▸ Information given:
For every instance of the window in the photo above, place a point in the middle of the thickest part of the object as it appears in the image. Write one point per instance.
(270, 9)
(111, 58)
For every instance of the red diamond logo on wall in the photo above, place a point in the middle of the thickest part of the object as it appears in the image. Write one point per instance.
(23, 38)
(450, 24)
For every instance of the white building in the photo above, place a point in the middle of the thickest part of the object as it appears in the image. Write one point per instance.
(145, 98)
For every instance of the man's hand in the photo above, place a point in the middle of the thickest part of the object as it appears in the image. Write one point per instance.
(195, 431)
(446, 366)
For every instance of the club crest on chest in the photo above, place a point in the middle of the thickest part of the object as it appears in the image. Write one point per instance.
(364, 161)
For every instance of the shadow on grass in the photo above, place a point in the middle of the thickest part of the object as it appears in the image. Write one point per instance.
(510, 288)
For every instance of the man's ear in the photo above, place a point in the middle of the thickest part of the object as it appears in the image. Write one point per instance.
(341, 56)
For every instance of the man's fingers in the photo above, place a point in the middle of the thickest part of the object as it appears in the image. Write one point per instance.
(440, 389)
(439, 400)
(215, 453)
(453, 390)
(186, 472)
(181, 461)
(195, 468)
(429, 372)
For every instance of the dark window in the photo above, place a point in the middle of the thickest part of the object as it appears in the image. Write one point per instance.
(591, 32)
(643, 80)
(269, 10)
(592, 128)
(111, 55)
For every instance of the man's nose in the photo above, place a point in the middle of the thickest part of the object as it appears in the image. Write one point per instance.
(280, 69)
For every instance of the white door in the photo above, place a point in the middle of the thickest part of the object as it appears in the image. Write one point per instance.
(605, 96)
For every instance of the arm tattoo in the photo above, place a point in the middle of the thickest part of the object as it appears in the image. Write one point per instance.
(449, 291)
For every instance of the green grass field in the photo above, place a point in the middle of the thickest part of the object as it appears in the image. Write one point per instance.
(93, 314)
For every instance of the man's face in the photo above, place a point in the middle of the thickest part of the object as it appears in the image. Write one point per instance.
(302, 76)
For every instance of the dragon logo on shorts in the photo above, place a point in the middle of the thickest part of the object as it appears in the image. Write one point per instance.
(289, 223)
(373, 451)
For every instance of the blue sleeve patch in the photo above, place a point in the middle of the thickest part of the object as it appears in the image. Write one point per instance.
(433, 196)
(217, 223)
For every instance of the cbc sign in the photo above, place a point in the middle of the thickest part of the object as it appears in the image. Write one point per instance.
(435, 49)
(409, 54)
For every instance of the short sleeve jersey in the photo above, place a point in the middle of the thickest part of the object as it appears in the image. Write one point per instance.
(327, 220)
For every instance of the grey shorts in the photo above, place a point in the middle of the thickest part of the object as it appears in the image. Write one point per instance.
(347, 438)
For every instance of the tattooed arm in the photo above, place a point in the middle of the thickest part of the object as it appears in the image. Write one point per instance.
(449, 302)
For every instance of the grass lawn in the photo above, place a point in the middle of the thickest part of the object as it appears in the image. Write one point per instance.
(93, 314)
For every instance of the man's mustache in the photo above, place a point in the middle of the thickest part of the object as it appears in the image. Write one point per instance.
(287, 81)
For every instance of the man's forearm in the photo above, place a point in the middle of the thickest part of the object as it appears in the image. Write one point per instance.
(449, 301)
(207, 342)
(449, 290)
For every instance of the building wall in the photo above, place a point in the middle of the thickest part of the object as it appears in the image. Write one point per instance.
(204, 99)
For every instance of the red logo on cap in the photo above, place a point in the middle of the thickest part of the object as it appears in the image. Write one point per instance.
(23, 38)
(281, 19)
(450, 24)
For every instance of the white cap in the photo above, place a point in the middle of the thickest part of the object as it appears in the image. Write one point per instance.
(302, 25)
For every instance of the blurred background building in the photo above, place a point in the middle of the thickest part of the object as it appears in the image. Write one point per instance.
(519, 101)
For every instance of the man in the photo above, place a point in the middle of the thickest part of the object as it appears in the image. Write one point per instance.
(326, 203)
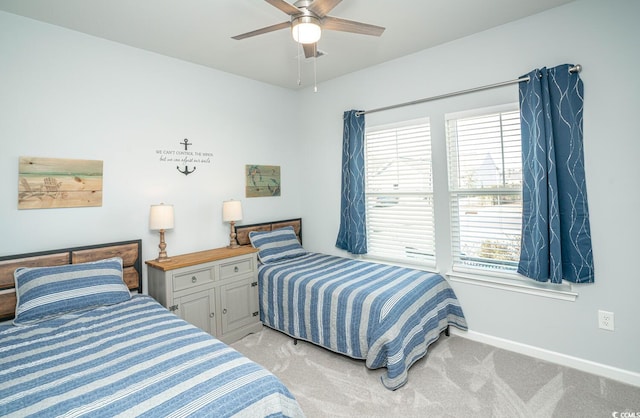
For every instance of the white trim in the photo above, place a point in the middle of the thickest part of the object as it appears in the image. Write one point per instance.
(610, 372)
(564, 293)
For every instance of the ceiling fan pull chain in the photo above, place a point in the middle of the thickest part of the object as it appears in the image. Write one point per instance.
(298, 46)
(315, 60)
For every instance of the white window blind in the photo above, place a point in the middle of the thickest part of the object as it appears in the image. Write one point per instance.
(485, 183)
(399, 193)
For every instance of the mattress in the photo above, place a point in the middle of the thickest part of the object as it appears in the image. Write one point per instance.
(133, 358)
(385, 315)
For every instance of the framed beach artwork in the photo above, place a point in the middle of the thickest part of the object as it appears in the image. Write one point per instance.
(262, 180)
(58, 183)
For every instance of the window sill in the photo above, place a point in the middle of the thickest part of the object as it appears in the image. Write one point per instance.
(512, 283)
(425, 265)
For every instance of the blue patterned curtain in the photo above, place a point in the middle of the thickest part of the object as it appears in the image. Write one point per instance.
(556, 237)
(353, 235)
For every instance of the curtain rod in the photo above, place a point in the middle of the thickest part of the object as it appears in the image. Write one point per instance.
(575, 69)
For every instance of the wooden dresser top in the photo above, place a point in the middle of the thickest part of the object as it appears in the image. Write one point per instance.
(200, 257)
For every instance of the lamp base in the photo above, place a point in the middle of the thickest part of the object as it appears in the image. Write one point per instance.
(233, 243)
(162, 255)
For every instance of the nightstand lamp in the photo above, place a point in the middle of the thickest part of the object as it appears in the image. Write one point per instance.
(161, 219)
(232, 212)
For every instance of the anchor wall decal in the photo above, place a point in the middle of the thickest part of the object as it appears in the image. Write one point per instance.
(186, 171)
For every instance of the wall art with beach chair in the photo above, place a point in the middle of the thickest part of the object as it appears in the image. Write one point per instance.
(59, 183)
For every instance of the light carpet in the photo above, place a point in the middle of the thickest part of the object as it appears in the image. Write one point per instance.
(458, 378)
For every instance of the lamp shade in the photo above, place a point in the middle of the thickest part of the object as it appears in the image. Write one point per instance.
(231, 211)
(161, 217)
(306, 30)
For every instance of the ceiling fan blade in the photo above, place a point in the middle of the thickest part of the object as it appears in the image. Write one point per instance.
(285, 7)
(267, 29)
(322, 7)
(310, 50)
(343, 25)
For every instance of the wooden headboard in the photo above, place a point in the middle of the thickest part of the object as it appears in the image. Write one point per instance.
(129, 251)
(242, 231)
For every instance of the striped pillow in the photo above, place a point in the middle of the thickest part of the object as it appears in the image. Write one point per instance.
(276, 245)
(47, 292)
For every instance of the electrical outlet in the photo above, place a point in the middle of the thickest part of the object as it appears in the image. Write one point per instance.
(605, 320)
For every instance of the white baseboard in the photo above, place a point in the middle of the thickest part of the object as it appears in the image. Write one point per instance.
(625, 376)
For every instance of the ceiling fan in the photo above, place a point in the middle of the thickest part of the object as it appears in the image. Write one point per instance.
(308, 18)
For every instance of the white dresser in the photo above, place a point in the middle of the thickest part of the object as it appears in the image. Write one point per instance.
(215, 290)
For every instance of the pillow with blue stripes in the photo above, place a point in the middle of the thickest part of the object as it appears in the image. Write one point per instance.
(44, 293)
(276, 245)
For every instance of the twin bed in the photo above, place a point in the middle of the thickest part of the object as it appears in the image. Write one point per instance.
(81, 344)
(386, 315)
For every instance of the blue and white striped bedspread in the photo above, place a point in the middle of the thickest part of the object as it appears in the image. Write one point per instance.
(386, 315)
(134, 358)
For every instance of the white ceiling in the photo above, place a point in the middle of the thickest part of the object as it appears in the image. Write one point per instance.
(200, 31)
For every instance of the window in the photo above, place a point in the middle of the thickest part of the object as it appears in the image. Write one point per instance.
(485, 183)
(399, 192)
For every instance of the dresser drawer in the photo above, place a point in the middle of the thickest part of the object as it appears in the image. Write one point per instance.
(191, 279)
(236, 268)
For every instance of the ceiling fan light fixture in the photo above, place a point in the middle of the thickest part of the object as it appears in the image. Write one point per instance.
(306, 30)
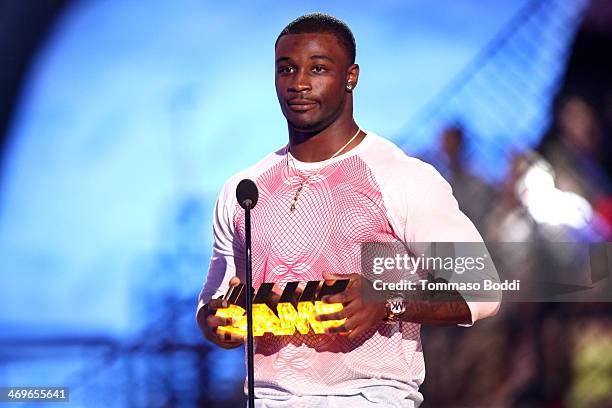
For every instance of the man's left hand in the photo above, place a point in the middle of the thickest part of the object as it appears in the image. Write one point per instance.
(360, 316)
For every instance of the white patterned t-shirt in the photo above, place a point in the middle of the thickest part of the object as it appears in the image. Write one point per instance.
(372, 193)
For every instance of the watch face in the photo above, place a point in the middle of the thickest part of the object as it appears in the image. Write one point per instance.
(396, 304)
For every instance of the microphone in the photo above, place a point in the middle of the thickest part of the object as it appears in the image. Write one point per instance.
(247, 193)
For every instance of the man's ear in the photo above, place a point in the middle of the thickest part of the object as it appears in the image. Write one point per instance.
(352, 76)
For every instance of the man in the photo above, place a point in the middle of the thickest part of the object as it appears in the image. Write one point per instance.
(331, 188)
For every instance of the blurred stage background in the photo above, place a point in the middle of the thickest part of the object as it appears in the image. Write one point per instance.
(120, 120)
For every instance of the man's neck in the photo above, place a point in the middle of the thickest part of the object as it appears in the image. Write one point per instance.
(320, 146)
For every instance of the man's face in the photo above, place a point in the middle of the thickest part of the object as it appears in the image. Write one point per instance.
(311, 76)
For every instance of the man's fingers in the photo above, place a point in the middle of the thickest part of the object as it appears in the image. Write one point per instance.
(216, 321)
(346, 312)
(342, 297)
(229, 337)
(346, 327)
(215, 304)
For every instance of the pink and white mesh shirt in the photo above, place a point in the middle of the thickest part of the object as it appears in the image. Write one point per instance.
(372, 193)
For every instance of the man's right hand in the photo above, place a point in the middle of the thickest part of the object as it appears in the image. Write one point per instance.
(209, 323)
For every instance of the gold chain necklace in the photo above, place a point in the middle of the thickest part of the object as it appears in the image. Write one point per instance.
(306, 182)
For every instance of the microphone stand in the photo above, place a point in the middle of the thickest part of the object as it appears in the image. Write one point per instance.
(249, 304)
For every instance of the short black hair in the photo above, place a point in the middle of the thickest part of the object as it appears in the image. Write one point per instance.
(324, 24)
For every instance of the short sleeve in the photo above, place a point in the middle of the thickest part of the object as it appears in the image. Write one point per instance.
(222, 265)
(427, 212)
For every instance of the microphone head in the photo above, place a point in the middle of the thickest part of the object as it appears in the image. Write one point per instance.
(247, 193)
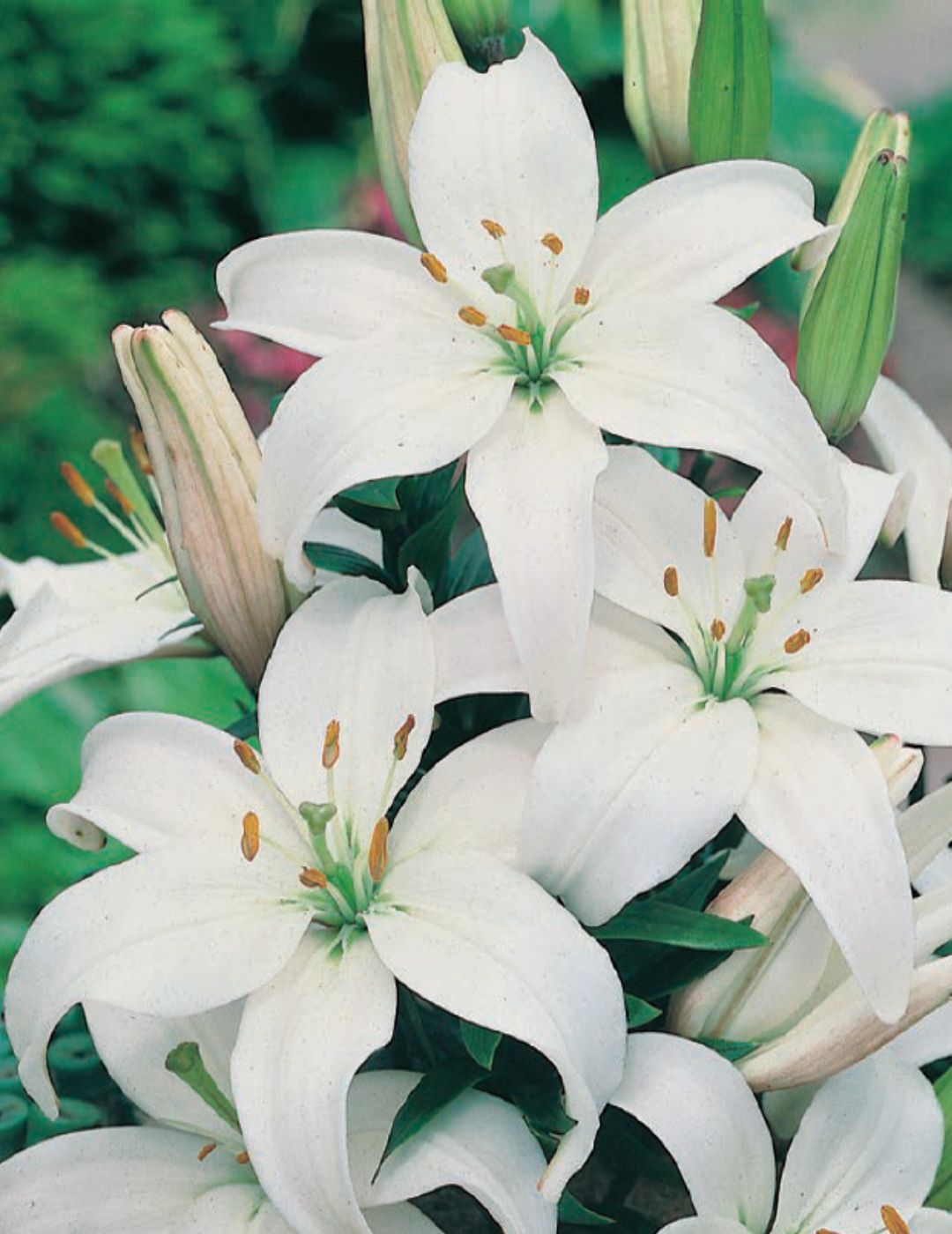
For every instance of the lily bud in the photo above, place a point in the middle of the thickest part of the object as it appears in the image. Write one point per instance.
(849, 308)
(405, 42)
(658, 47)
(205, 462)
(730, 102)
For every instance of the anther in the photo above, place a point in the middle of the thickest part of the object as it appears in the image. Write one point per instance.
(331, 750)
(511, 335)
(710, 526)
(376, 853)
(810, 579)
(120, 499)
(434, 267)
(797, 642)
(893, 1221)
(68, 530)
(247, 756)
(78, 485)
(249, 836)
(472, 316)
(403, 736)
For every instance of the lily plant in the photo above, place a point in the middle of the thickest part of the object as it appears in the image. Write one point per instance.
(745, 651)
(190, 1168)
(524, 330)
(273, 875)
(863, 1159)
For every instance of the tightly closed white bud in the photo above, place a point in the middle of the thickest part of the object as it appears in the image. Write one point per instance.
(205, 462)
(658, 46)
(405, 42)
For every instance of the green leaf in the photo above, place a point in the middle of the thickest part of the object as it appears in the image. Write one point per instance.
(569, 1209)
(434, 1094)
(650, 921)
(480, 1043)
(344, 561)
(638, 1011)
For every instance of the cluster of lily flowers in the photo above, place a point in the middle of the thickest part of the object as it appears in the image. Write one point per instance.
(683, 666)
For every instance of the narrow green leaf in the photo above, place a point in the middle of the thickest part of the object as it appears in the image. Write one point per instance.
(480, 1043)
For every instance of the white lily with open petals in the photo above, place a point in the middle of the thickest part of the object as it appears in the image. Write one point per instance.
(190, 1170)
(863, 1159)
(273, 876)
(731, 664)
(523, 331)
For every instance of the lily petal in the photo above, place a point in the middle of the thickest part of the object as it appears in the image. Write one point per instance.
(513, 145)
(706, 1117)
(478, 1143)
(700, 232)
(407, 398)
(906, 440)
(819, 801)
(169, 933)
(872, 1135)
(675, 373)
(613, 773)
(488, 944)
(316, 290)
(302, 1037)
(530, 483)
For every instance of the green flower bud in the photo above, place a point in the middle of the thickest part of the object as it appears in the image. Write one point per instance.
(405, 42)
(658, 46)
(850, 308)
(729, 108)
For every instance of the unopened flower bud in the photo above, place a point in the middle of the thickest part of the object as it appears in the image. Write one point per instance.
(849, 308)
(405, 42)
(658, 47)
(729, 108)
(205, 462)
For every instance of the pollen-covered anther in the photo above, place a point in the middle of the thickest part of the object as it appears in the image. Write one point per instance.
(376, 854)
(249, 836)
(77, 484)
(331, 750)
(472, 316)
(68, 530)
(810, 579)
(434, 267)
(403, 736)
(247, 756)
(710, 526)
(893, 1221)
(513, 335)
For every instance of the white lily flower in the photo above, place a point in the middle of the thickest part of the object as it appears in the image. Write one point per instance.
(863, 1159)
(524, 331)
(731, 665)
(273, 876)
(906, 440)
(190, 1169)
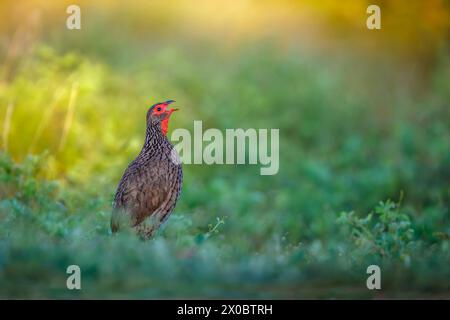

▸ Your instructions:
Switch "flower" to "blossom" in the rows, starting with the line with "For every instance of the unopened" and going on through the end of the rows, and give those lines again with all else unchanged. Leave the pictures out of your answer.

▸ Task output:
For every instance of the unopened blossom bud in the photo above, place a point in the middle of the thickest part of the object as it appears in the image. Write one point per instance.
(849, 308)
(405, 42)
(658, 47)
(729, 108)
(205, 462)
For every instance of the pollen-covered anther in the photo above, place a point in the middle of the thickest part of the object as it appears in the image. Write one point per instance.
(376, 854)
(249, 836)
(77, 484)
(331, 750)
(472, 316)
(68, 530)
(810, 579)
(434, 267)
(403, 736)
(247, 756)
(710, 526)
(893, 1221)
(513, 335)
For every instance of the white lily blossom in the photo above, place a point in the middle of the thickest part of the object as it appears in the image. Write one point per instance.
(863, 1159)
(524, 331)
(731, 665)
(273, 876)
(906, 440)
(190, 1169)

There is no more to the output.